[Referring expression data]
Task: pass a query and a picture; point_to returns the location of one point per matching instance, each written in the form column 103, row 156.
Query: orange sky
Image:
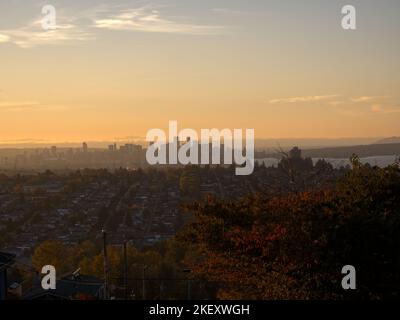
column 282, row 70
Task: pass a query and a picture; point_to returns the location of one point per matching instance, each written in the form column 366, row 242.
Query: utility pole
column 144, row 282
column 125, row 271
column 105, row 258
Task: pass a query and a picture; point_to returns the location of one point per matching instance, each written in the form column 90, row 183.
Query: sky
column 116, row 69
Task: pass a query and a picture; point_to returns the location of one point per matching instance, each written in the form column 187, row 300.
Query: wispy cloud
column 145, row 20
column 34, row 35
column 4, row 38
column 27, row 105
column 303, row 99
column 378, row 108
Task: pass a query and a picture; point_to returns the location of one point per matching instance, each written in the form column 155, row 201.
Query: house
column 70, row 287
column 6, row 261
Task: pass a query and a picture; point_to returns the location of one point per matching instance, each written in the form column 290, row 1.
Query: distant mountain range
column 346, row 152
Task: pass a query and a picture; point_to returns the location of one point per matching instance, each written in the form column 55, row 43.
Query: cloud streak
column 303, row 99
column 27, row 105
column 145, row 20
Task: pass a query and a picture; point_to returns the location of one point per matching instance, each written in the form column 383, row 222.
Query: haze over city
column 113, row 70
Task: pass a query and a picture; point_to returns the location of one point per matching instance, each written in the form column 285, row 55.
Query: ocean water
column 380, row 161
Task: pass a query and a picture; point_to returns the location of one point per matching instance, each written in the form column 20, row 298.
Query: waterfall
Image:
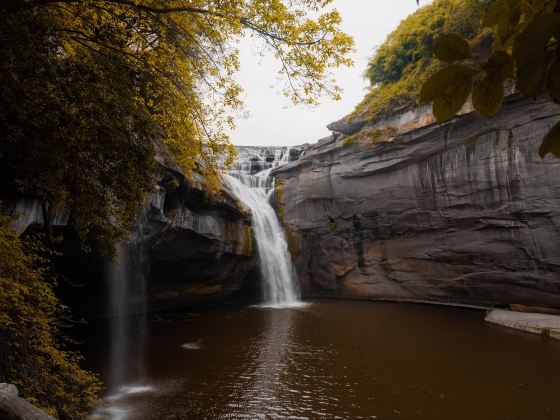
column 279, row 281
column 128, row 325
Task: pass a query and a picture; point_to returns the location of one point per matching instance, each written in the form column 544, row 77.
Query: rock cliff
column 408, row 209
column 187, row 248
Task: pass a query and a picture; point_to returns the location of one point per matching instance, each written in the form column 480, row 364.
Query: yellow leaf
column 553, row 81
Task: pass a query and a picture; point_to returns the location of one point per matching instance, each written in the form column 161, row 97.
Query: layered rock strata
column 408, row 209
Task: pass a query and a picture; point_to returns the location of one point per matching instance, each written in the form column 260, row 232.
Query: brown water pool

[What you need to do] The answer is the entries above, given again exactly, with no pictures among them.

[Response box]
Task: pass a query and a picture; point_to returns the location of one point per matching instance, each written in the form column 103, row 156.
Query: orange sky
Image:
column 282, row 70
Task: pass a query and a picture; point_to returns the location of one point per matching instance, each written in the form column 366, row 242.
Query: utility pole
column 144, row 282
column 125, row 271
column 105, row 258
Task: pass a query and a picture; point_to returns the location of one point per matching instance, each written in the form column 90, row 183.
Query: sky
column 116, row 69
Task: pass a query and a picture; point_to returns the location of one point per matching instance, each written in the form column 187, row 300.
Query: wispy cloud
column 145, row 20
column 34, row 35
column 4, row 38
column 27, row 105
column 303, row 99
column 378, row 108
Task: pass a query and a picture; point_to returns the location of one point per matching instance, each written in the form column 155, row 201.
Query: house
column 70, row 287
column 6, row 261
Task: pass a query and a picture; point_to returns the location of one point per matching instance, each written in the form column 290, row 1.
Query: distant mountain range
column 346, row 152
Task: pass a query and a picture; point_to returns the location of one point per matching instance, each written in the form column 55, row 43.
Query: cloud streak
column 303, row 99
column 27, row 105
column 145, row 20
Task: pass a query and a picture; point_to returns the location of one point per matching instance, each written in the form column 383, row 222.
Query: haze over city
column 113, row 70
Task: pass a query and a picture; point_to returns the location of one point per matching instance, each written in the form column 285, row 55.
Query: ocean water
column 380, row 161
Task: pass a query and a picture; point_to returns the location of one point per matching instance, each written in the form column 20, row 298.
Query: waterfall
Image:
column 279, row 281
column 128, row 325
Task: pass a query and a picture; point_to returns the location of one point per matching instance, each written in the form column 544, row 77.
Query: rock cliff
column 408, row 209
column 187, row 248
Task: pass a query and a picture; point_to returns the location of one point per matching instance, each written in the form column 480, row 364.
Query: yellow leaf
column 553, row 81
Task: pass a query and a picture; point_to returns the location of one point per matching instance, each written in the form column 161, row 97.
Query: layered rock strata
column 408, row 209
Task: pass a query and a picture; point_to returns the location of one point per matching instance, each written in the form column 260, row 232.
Query: brown water pool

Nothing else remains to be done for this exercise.